Stored data entries
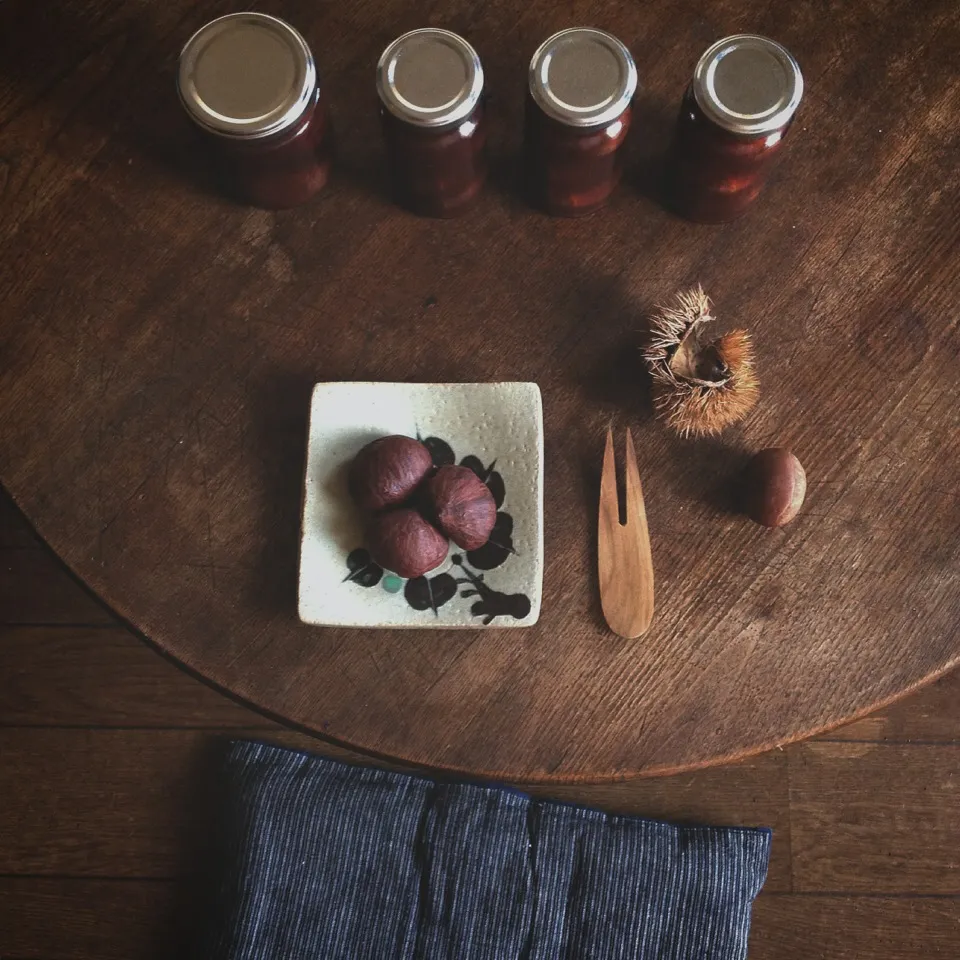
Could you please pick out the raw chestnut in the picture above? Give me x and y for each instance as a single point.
(463, 506)
(387, 471)
(402, 541)
(775, 484)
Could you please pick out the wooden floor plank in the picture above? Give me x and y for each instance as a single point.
(795, 927)
(15, 531)
(100, 677)
(128, 803)
(36, 589)
(931, 715)
(56, 919)
(877, 818)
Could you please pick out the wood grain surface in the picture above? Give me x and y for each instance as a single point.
(159, 343)
(105, 801)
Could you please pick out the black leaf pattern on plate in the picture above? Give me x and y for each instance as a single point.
(362, 568)
(430, 593)
(440, 451)
(492, 603)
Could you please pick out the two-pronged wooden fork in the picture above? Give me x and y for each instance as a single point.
(626, 565)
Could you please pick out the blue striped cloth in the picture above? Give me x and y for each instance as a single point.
(320, 859)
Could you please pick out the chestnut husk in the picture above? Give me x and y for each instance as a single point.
(461, 505)
(387, 471)
(774, 487)
(404, 542)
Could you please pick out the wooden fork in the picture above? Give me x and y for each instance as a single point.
(626, 565)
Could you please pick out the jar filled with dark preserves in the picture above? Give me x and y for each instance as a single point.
(735, 114)
(250, 84)
(431, 83)
(581, 86)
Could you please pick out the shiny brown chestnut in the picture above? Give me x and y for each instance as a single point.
(402, 541)
(387, 471)
(462, 505)
(774, 487)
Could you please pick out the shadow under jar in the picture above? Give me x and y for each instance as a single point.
(581, 86)
(733, 120)
(430, 83)
(249, 82)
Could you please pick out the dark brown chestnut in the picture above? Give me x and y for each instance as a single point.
(386, 472)
(463, 506)
(402, 541)
(774, 487)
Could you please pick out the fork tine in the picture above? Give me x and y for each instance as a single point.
(609, 507)
(634, 495)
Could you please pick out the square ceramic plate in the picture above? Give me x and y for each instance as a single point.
(495, 428)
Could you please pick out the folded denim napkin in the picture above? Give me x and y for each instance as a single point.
(320, 859)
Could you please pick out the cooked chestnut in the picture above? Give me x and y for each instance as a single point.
(774, 487)
(402, 541)
(463, 506)
(387, 471)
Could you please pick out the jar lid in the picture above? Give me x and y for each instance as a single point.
(748, 84)
(246, 75)
(583, 77)
(430, 78)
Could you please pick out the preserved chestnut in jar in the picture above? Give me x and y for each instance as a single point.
(430, 83)
(581, 85)
(735, 114)
(249, 83)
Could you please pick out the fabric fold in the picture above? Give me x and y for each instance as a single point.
(317, 858)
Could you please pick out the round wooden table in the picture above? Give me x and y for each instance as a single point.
(159, 345)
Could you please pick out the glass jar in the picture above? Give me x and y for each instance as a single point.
(735, 114)
(249, 83)
(581, 85)
(430, 83)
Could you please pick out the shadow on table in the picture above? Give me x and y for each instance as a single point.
(282, 405)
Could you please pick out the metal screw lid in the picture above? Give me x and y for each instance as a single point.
(748, 84)
(246, 75)
(583, 77)
(430, 78)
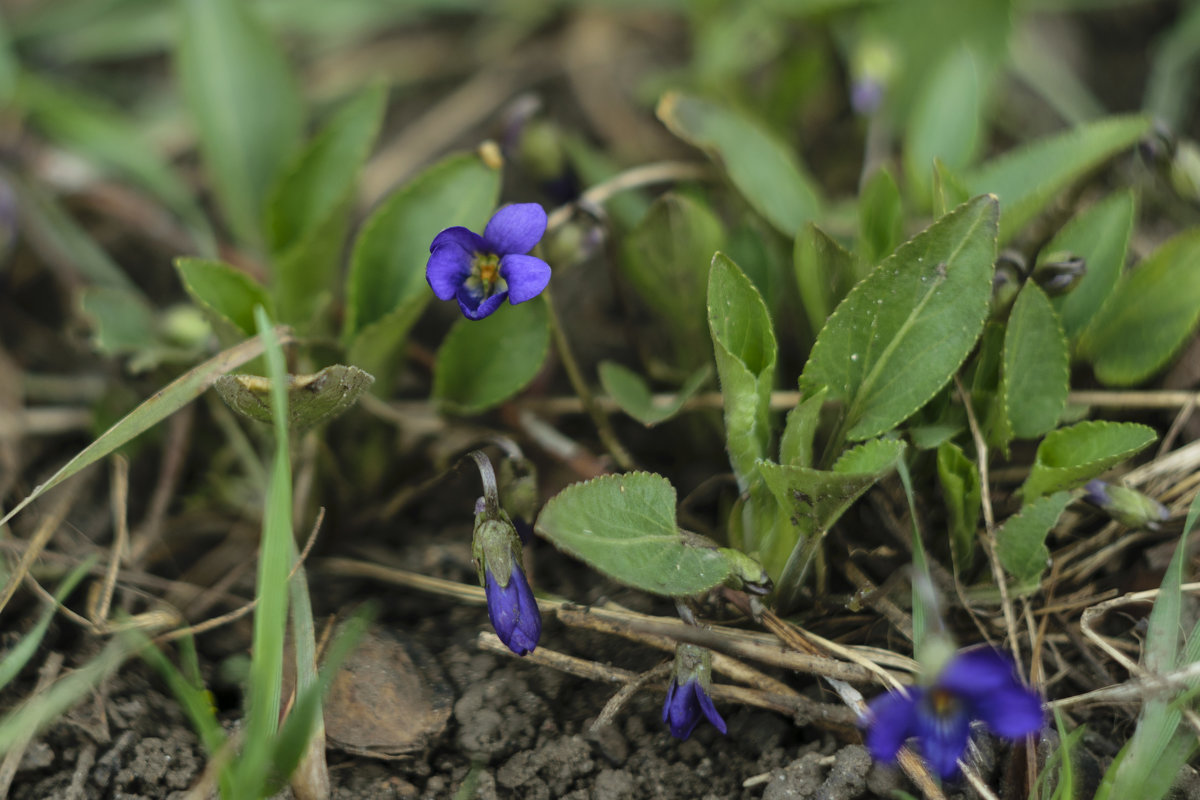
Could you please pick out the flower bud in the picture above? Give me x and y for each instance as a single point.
(1006, 281)
(1060, 272)
(688, 696)
(1128, 506)
(511, 606)
(517, 482)
(747, 573)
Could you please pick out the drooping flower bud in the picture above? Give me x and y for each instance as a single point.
(688, 696)
(1128, 506)
(496, 549)
(1006, 281)
(1060, 272)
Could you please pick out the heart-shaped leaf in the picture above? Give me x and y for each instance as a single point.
(630, 392)
(624, 525)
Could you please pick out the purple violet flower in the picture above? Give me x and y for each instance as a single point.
(976, 684)
(481, 271)
(514, 611)
(688, 693)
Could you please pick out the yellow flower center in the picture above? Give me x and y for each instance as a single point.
(485, 275)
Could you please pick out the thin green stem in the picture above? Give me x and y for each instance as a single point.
(599, 417)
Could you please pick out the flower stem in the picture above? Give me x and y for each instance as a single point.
(604, 427)
(487, 476)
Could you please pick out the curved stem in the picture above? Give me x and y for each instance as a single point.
(604, 427)
(487, 477)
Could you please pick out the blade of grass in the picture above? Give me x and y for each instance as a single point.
(274, 564)
(312, 773)
(155, 409)
(305, 714)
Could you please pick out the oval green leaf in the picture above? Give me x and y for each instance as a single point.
(484, 362)
(900, 334)
(388, 264)
(762, 168)
(745, 350)
(1069, 457)
(1150, 314)
(312, 400)
(1020, 541)
(225, 290)
(624, 525)
(945, 122)
(1029, 178)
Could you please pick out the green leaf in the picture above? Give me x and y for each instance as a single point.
(745, 350)
(245, 104)
(666, 260)
(1101, 236)
(225, 290)
(309, 210)
(630, 392)
(388, 264)
(1069, 457)
(927, 305)
(159, 407)
(1037, 373)
(1020, 541)
(311, 398)
(484, 362)
(823, 274)
(624, 525)
(324, 172)
(1029, 178)
(963, 495)
(949, 191)
(762, 168)
(880, 218)
(945, 122)
(376, 346)
(1151, 313)
(799, 429)
(815, 499)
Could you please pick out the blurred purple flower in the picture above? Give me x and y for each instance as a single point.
(688, 693)
(976, 684)
(514, 611)
(683, 707)
(481, 271)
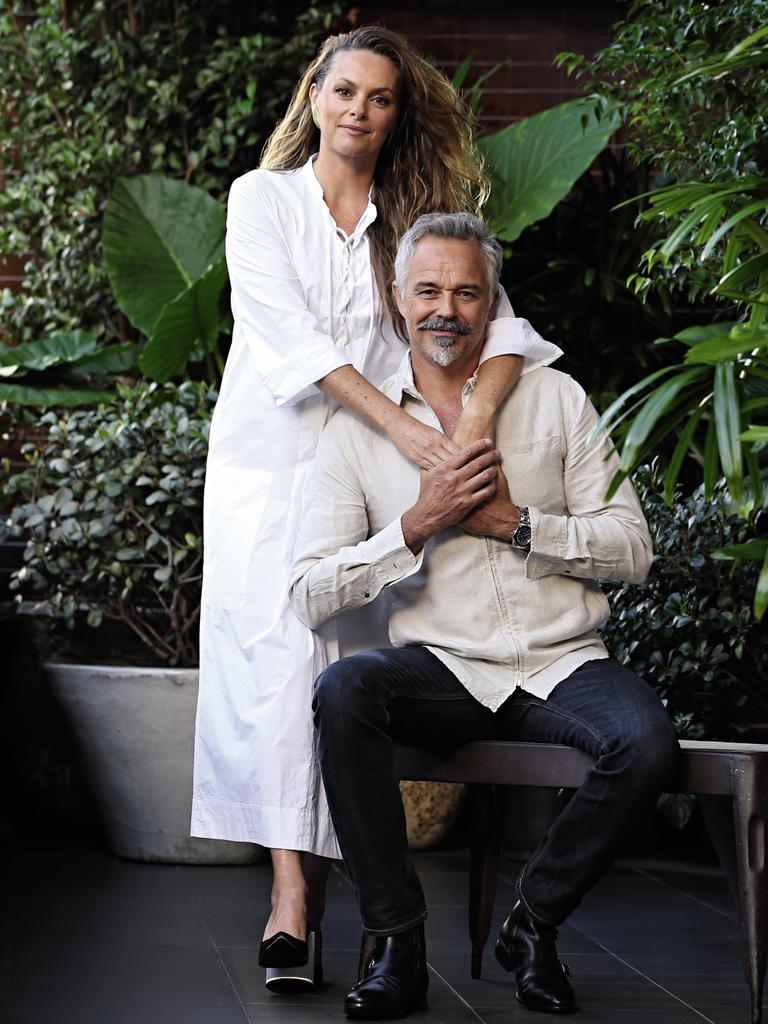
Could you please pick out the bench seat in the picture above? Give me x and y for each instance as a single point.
(738, 771)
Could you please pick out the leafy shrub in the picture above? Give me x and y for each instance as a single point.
(92, 91)
(111, 507)
(689, 631)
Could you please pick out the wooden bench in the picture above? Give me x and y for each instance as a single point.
(708, 769)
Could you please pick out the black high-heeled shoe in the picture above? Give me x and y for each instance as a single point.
(283, 949)
(294, 981)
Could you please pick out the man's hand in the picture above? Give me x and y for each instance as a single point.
(450, 491)
(498, 516)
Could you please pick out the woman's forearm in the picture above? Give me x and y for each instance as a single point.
(424, 445)
(496, 378)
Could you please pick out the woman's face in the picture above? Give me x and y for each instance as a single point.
(357, 103)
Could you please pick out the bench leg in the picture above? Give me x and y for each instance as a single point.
(750, 816)
(488, 803)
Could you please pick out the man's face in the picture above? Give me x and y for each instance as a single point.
(445, 302)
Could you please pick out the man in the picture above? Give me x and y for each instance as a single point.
(489, 561)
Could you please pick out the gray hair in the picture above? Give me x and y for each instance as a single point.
(465, 227)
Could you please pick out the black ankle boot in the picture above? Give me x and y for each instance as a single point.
(527, 947)
(393, 978)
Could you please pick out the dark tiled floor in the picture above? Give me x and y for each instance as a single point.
(87, 939)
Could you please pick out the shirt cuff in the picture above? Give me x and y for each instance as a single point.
(548, 544)
(394, 560)
(515, 336)
(289, 381)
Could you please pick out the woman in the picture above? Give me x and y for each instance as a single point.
(374, 136)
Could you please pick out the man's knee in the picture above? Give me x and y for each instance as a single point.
(346, 684)
(648, 752)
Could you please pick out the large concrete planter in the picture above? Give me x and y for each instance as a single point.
(135, 729)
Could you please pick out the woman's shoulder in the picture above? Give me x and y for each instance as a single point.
(263, 182)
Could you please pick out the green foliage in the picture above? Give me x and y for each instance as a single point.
(534, 163)
(164, 248)
(689, 631)
(695, 109)
(62, 370)
(567, 274)
(110, 505)
(700, 117)
(95, 91)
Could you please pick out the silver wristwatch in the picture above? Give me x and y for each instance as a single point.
(521, 537)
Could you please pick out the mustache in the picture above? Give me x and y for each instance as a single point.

EXERCISE DESCRIPTION:
Make an exact reproduction of the listing above, without any pictures.

ANSWER TO THIS EXERCISE:
Could you please pick out the raw chestnut in the picture above? Give me x and y for each instance as a single point.
(463, 506)
(387, 471)
(402, 541)
(775, 484)
Could you please pick out the wooden floor plank in the picture above? Give me x and y for each instance as a single point.
(795, 927)
(15, 531)
(100, 677)
(128, 803)
(36, 589)
(931, 715)
(56, 919)
(877, 818)
Could you please pick out the wood grain surface in the picture above? Give me x and y for each instance as a single point.
(159, 343)
(105, 801)
Could you please pick out the black leaf pattern on plate in the picture above? Give me x and y for each instance as a single point.
(362, 568)
(430, 593)
(440, 451)
(492, 603)
Could you please pick out the two-pronged wooden fork in the picture above? Give me x and y for each instance as a single point.
(626, 565)
Could you please pick out the blue striped cloth in the picture above? Give me x and y for each instance as a single point.
(320, 859)
Could you please pick out the chestnut husk in the picture above? Give me x and y for each instance as a single point.
(461, 505)
(387, 471)
(774, 487)
(404, 542)
Could you please pick out the wooden fork in the picture above? Give me x and y for each instance as a single point.
(626, 565)
Could you please pick out the jar filled with dark preserves in the picture above? Give me x and y for each instance as a single point.
(735, 114)
(250, 84)
(431, 83)
(581, 86)
Could you please pick out the shiny brown chestnut in the picture above? Give me x and y for each instance as a single point.
(402, 541)
(387, 471)
(462, 505)
(774, 487)
Could you please pick out the shadow under jar in the picture above? Give me x and y for each instance as a single point.
(581, 86)
(733, 120)
(430, 83)
(249, 82)
Could you please pick out the dark brown chestnut in the picture above? Give me x and y for each instance as a single point.
(386, 472)
(463, 506)
(402, 541)
(774, 487)
Could you please pick out the fork tine in the picture above? Give me x and y for each instance as a single point.
(609, 507)
(634, 495)
Could you please pick out the square ceramic plate in the picture above? Give me x and y for each instance as a single point.
(495, 428)
Could you please pick out the folded denim napkin in the picture above? Give me x and y for each instance as a single point.
(320, 859)
Could you please pick out the cooked chestnut in the picture above? Give me x and y for each instance as a single point.
(774, 487)
(402, 541)
(463, 506)
(387, 471)
Could you please pick out the jar lid in the picture above? Give me x and y for each instance as a single point.
(748, 84)
(246, 75)
(583, 77)
(430, 78)
Could you please pick out the preserved chestnut in jar in the picture above? Give me x and y for each instance as a single point.
(430, 83)
(581, 85)
(735, 114)
(249, 83)
Could you please pick out the fabric fold in the picture above? Give me x and y for each instance as a single point.
(317, 858)
Could you please pick out the round wooden table in the picture above? Give me x and y for each instance as a single point.
(159, 345)
Could you please pick out the glass jar in the picture above? Give me x and y for each instance as a single point.
(735, 114)
(249, 83)
(581, 85)
(430, 83)
Could you please pick out the shadow on table in the picture above? Give me x and y for each instance as a single point.
(282, 405)
Could you please pick out the metal screw lid in the picture above? Give me x and y for each instance as a single point.
(748, 84)
(246, 75)
(583, 77)
(430, 78)
Could you please pick out the flower bud in the picture above? Give me x and y for each instance as a single point.
(1006, 281)
(1060, 272)
(688, 696)
(1128, 506)
(511, 606)
(517, 482)
(747, 573)
Could you please pick out the drooping flower bud in the picture above? Give me x and y for each instance as a single point.
(688, 696)
(1128, 506)
(496, 549)
(1006, 281)
(1060, 272)
Could you please pick out the heart-shaped leaf in the picture above? Give me x and y for each instance as a single point.
(630, 392)
(624, 525)
Could you please pick out the purple violet flower in the picture above? Give me x and y for each instance as a single point.
(976, 684)
(481, 271)
(514, 611)
(688, 693)
Could you please pick out the yellow flower center in the picture above? Give me x and y for each instance as a single point.
(485, 275)
Could you please pick out the thin green stem in the picture above? Give me x and y for each instance as a single point.
(599, 417)
Could you please pick out the flower stem in the picture above? Give me x and y for each instance as a single point.
(604, 427)
(487, 476)
Could you please pick out the curved stem in the picture above? Give me x and y for each instance as a single point.
(604, 427)
(487, 477)
Could you please pick out the blade of grass in the picture above? Give me x and y for each instance as a single point.
(274, 564)
(312, 773)
(155, 409)
(305, 714)
Could you please pick out the oval green leaf in the picture above? Give me x and y for each instance as a single point.
(484, 362)
(900, 334)
(388, 264)
(762, 168)
(745, 350)
(1069, 457)
(1150, 314)
(312, 400)
(1020, 541)
(225, 290)
(624, 525)
(945, 122)
(1029, 178)
Could you please pick out the green leaf in the picture above? Give me x and y for each instance as a single point.
(745, 350)
(245, 104)
(666, 260)
(1101, 236)
(225, 290)
(309, 210)
(630, 392)
(388, 264)
(1069, 457)
(927, 305)
(159, 407)
(1037, 373)
(1020, 541)
(311, 398)
(484, 362)
(823, 274)
(624, 525)
(324, 172)
(1029, 178)
(963, 495)
(949, 191)
(762, 168)
(880, 218)
(945, 122)
(376, 346)
(1151, 313)
(799, 429)
(815, 499)
Could you please pick out the blurred purple flower in the picture above? Give me x and y for each instance as a single point.
(688, 693)
(976, 684)
(514, 611)
(683, 707)
(481, 271)
Could you please pick out the bench seat in the picture above? Give me x and y for each instance as a single point.
(738, 771)
Could you please pick out the leafy shrub in the picture above? Give me x and y for each instance as a single point.
(92, 91)
(111, 507)
(689, 631)
Could you please pick out the wooden bench in the picture above? Give me x and y for each instance as a single point.
(708, 769)
Could you please pick out the black high-heeled shoe in the picture above? Give me x and y for each instance as a single point.
(283, 949)
(294, 981)
Could you please pick out the man's hand in the picture above? Give me x and y for each instance as a single point.
(450, 491)
(498, 516)
Could you please pick out the woman's forearm in the picture above? Give me x and y for each instance as a single point.
(424, 445)
(496, 378)
Could you please pick out the woman's face in the picture above? Give me x and y for each instance as a single point.
(357, 103)
Could you please pick out the bench leg in the picture above? Give me x and y for each instance as a single point.
(750, 816)
(488, 803)
Could you please pick out the man's face in the picture above? Give me x and y for each instance as a single point.
(445, 302)
Could you please pick out the man in the picture above? Give me x and y for each instance as a single point.
(489, 561)
Could you please pick out the gray hair in the picture above? Give me x and y for each instance as a single point.
(465, 227)
Could you please pick out the black ankle boot in the picture above? Give me x and y for each instance as a single point.
(527, 947)
(393, 978)
Could you please pick out the dark tiled floor in the picture above? Give me x and y for each instance as a single point.
(87, 939)
Could you please pick out the shirt cuff in the picture above? Give me x and y for each instance as a single point.
(548, 544)
(394, 560)
(515, 336)
(289, 381)
Could you please pick out the woman in the picture above? Give me x and y for each instance as a single point.
(374, 136)
Could you please pick out the man's knee in the picture above? Give me x and y for each instance as a single point.
(346, 684)
(648, 752)
Could you please pick out the large concrete planter in the picture above? Give me x and y for each instance as a single point.
(135, 729)
Could you please pick out the woman's shoulder in the picture above? Give me x and y for each instance as a single point.
(263, 182)
Could you please pick out the green foliage in the picture above? Give me x and y for each instance as a single point.
(534, 163)
(164, 248)
(689, 631)
(695, 109)
(62, 370)
(567, 274)
(110, 505)
(700, 117)
(95, 91)
Could you please pick out the silver wristwatch in the picture above? Give me x and y for each instance as a single point.
(521, 537)
Could you please pick out the mustache in the picture above? Give me x and y for each instance as a single point.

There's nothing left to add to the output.